Excerpts from a dataset
────

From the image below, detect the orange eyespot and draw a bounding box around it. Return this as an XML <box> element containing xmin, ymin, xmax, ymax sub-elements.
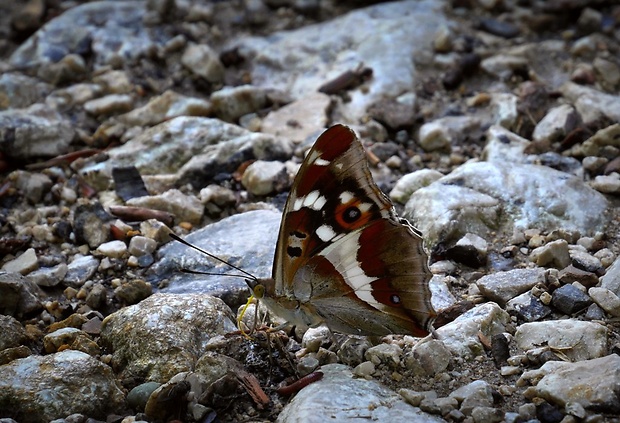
<box><xmin>334</xmin><ymin>200</ymin><xmax>371</xmax><ymax>229</ymax></box>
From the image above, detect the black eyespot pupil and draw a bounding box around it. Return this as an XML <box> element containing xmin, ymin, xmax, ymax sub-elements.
<box><xmin>287</xmin><ymin>246</ymin><xmax>302</xmax><ymax>258</ymax></box>
<box><xmin>391</xmin><ymin>294</ymin><xmax>401</xmax><ymax>304</ymax></box>
<box><xmin>343</xmin><ymin>206</ymin><xmax>361</xmax><ymax>223</ymax></box>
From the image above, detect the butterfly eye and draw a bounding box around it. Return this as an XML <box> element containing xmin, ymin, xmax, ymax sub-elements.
<box><xmin>342</xmin><ymin>206</ymin><xmax>361</xmax><ymax>223</ymax></box>
<box><xmin>253</xmin><ymin>284</ymin><xmax>266</xmax><ymax>298</ymax></box>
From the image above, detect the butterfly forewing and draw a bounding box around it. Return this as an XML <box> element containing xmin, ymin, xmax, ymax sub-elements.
<box><xmin>271</xmin><ymin>124</ymin><xmax>435</xmax><ymax>336</ymax></box>
<box><xmin>273</xmin><ymin>125</ymin><xmax>393</xmax><ymax>293</ymax></box>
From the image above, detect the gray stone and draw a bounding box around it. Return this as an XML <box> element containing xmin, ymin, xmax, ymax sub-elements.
<box><xmin>435</xmin><ymin>303</ymin><xmax>510</xmax><ymax>359</ymax></box>
<box><xmin>0</xmin><ymin>315</ymin><xmax>28</xmax><ymax>352</ymax></box>
<box><xmin>276</xmin><ymin>363</ymin><xmax>445</xmax><ymax>423</ymax></box>
<box><xmin>28</xmin><ymin>263</ymin><xmax>68</xmax><ymax>287</ymax></box>
<box><xmin>449</xmin><ymin>380</ymin><xmax>494</xmax><ymax>415</ymax></box>
<box><xmin>10</xmin><ymin>1</ymin><xmax>152</xmax><ymax>72</ymax></box>
<box><xmin>0</xmin><ymin>73</ymin><xmax>52</xmax><ymax>110</ymax></box>
<box><xmin>530</xmin><ymin>239</ymin><xmax>572</xmax><ymax>269</ymax></box>
<box><xmin>126</xmin><ymin>189</ymin><xmax>204</xmax><ymax>225</ymax></box>
<box><xmin>560</xmin><ymin>83</ymin><xmax>620</xmax><ymax>125</ymax></box>
<box><xmin>153</xmin><ymin>209</ymin><xmax>280</xmax><ymax>304</ymax></box>
<box><xmin>119</xmin><ymin>90</ymin><xmax>212</xmax><ymax>127</ymax></box>
<box><xmin>418</xmin><ymin>116</ymin><xmax>481</xmax><ymax>152</ymax></box>
<box><xmin>600</xmin><ymin>256</ymin><xmax>620</xmax><ymax>295</ymax></box>
<box><xmin>476</xmin><ymin>268</ymin><xmax>545</xmax><ymax>306</ymax></box>
<box><xmin>506</xmin><ymin>291</ymin><xmax>552</xmax><ymax>322</ymax></box>
<box><xmin>234</xmin><ymin>0</ymin><xmax>447</xmax><ymax>121</ymax></box>
<box><xmin>100</xmin><ymin>293</ymin><xmax>236</xmax><ymax>382</ymax></box>
<box><xmin>1</xmin><ymin>248</ymin><xmax>38</xmax><ymax>275</ymax></box>
<box><xmin>181</xmin><ymin>43</ymin><xmax>225</xmax><ymax>83</ymax></box>
<box><xmin>241</xmin><ymin>160</ymin><xmax>289</xmax><ymax>196</ymax></box>
<box><xmin>64</xmin><ymin>255</ymin><xmax>99</xmax><ymax>287</ymax></box>
<box><xmin>532</xmin><ymin>104</ymin><xmax>580</xmax><ymax>143</ymax></box>
<box><xmin>514</xmin><ymin>320</ymin><xmax>607</xmax><ymax>361</ymax></box>
<box><xmin>405</xmin><ymin>161</ymin><xmax>607</xmax><ymax>249</ymax></box>
<box><xmin>389</xmin><ymin>169</ymin><xmax>444</xmax><ymax>204</ymax></box>
<box><xmin>0</xmin><ymin>273</ymin><xmax>45</xmax><ymax>318</ymax></box>
<box><xmin>520</xmin><ymin>355</ymin><xmax>620</xmax><ymax>414</ymax></box>
<box><xmin>550</xmin><ymin>284</ymin><xmax>592</xmax><ymax>315</ymax></box>
<box><xmin>210</xmin><ymin>85</ymin><xmax>268</xmax><ymax>122</ymax></box>
<box><xmin>0</xmin><ymin>104</ymin><xmax>75</xmax><ymax>160</ymax></box>
<box><xmin>0</xmin><ymin>350</ymin><xmax>125</xmax><ymax>423</ymax></box>
<box><xmin>588</xmin><ymin>287</ymin><xmax>620</xmax><ymax>317</ymax></box>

────

Restate every line above exactly, omitting images.

From the image below, detect the orange eyespot and draw a bounding box around it. Return this as an XML <box> element containing xmin, ymin, xmax, ymax sub-elements.
<box><xmin>334</xmin><ymin>200</ymin><xmax>371</xmax><ymax>229</ymax></box>
From the image above, detect the black eyespot pupil and draw a bounding box around it. Return this as an XML <box> element containing xmin, ymin, xmax, ymax sub-elements.
<box><xmin>287</xmin><ymin>246</ymin><xmax>302</xmax><ymax>258</ymax></box>
<box><xmin>391</xmin><ymin>294</ymin><xmax>401</xmax><ymax>304</ymax></box>
<box><xmin>343</xmin><ymin>206</ymin><xmax>361</xmax><ymax>223</ymax></box>
From the image above, detect the butterfly eye and draw a bounding box around it. Return this as an XML <box> element containing xmin, ymin, xmax, ymax sub-elements.
<box><xmin>342</xmin><ymin>206</ymin><xmax>361</xmax><ymax>223</ymax></box>
<box><xmin>253</xmin><ymin>284</ymin><xmax>266</xmax><ymax>298</ymax></box>
From the image above, detect the butterfly forewing and draw a bounding box around it. Return this as an XML <box> element containing xmin, ymin, xmax, ymax sub-elements.
<box><xmin>271</xmin><ymin>124</ymin><xmax>435</xmax><ymax>336</ymax></box>
<box><xmin>273</xmin><ymin>125</ymin><xmax>393</xmax><ymax>293</ymax></box>
From the image above, detect the gray stone and draw a bounding box around it. Return this as an XML <box> element containing xmin, ymin, xmax, ymax sub-elements.
<box><xmin>435</xmin><ymin>303</ymin><xmax>510</xmax><ymax>359</ymax></box>
<box><xmin>0</xmin><ymin>315</ymin><xmax>28</xmax><ymax>352</ymax></box>
<box><xmin>276</xmin><ymin>363</ymin><xmax>445</xmax><ymax>423</ymax></box>
<box><xmin>28</xmin><ymin>263</ymin><xmax>68</xmax><ymax>287</ymax></box>
<box><xmin>449</xmin><ymin>380</ymin><xmax>494</xmax><ymax>415</ymax></box>
<box><xmin>10</xmin><ymin>1</ymin><xmax>152</xmax><ymax>72</ymax></box>
<box><xmin>0</xmin><ymin>73</ymin><xmax>52</xmax><ymax>110</ymax></box>
<box><xmin>530</xmin><ymin>239</ymin><xmax>572</xmax><ymax>269</ymax></box>
<box><xmin>126</xmin><ymin>189</ymin><xmax>204</xmax><ymax>225</ymax></box>
<box><xmin>560</xmin><ymin>83</ymin><xmax>620</xmax><ymax>125</ymax></box>
<box><xmin>153</xmin><ymin>209</ymin><xmax>280</xmax><ymax>304</ymax></box>
<box><xmin>119</xmin><ymin>90</ymin><xmax>212</xmax><ymax>127</ymax></box>
<box><xmin>418</xmin><ymin>116</ymin><xmax>481</xmax><ymax>152</ymax></box>
<box><xmin>600</xmin><ymin>256</ymin><xmax>620</xmax><ymax>295</ymax></box>
<box><xmin>476</xmin><ymin>268</ymin><xmax>545</xmax><ymax>306</ymax></box>
<box><xmin>506</xmin><ymin>291</ymin><xmax>552</xmax><ymax>322</ymax></box>
<box><xmin>234</xmin><ymin>0</ymin><xmax>447</xmax><ymax>121</ymax></box>
<box><xmin>100</xmin><ymin>293</ymin><xmax>236</xmax><ymax>382</ymax></box>
<box><xmin>1</xmin><ymin>248</ymin><xmax>38</xmax><ymax>275</ymax></box>
<box><xmin>181</xmin><ymin>43</ymin><xmax>225</xmax><ymax>83</ymax></box>
<box><xmin>241</xmin><ymin>160</ymin><xmax>289</xmax><ymax>196</ymax></box>
<box><xmin>64</xmin><ymin>255</ymin><xmax>99</xmax><ymax>287</ymax></box>
<box><xmin>532</xmin><ymin>104</ymin><xmax>580</xmax><ymax>143</ymax></box>
<box><xmin>514</xmin><ymin>320</ymin><xmax>607</xmax><ymax>361</ymax></box>
<box><xmin>405</xmin><ymin>161</ymin><xmax>607</xmax><ymax>249</ymax></box>
<box><xmin>389</xmin><ymin>169</ymin><xmax>444</xmax><ymax>204</ymax></box>
<box><xmin>0</xmin><ymin>273</ymin><xmax>45</xmax><ymax>318</ymax></box>
<box><xmin>520</xmin><ymin>355</ymin><xmax>620</xmax><ymax>414</ymax></box>
<box><xmin>550</xmin><ymin>284</ymin><xmax>592</xmax><ymax>315</ymax></box>
<box><xmin>210</xmin><ymin>85</ymin><xmax>268</xmax><ymax>122</ymax></box>
<box><xmin>0</xmin><ymin>104</ymin><xmax>75</xmax><ymax>160</ymax></box>
<box><xmin>0</xmin><ymin>350</ymin><xmax>125</xmax><ymax>423</ymax></box>
<box><xmin>588</xmin><ymin>287</ymin><xmax>620</xmax><ymax>317</ymax></box>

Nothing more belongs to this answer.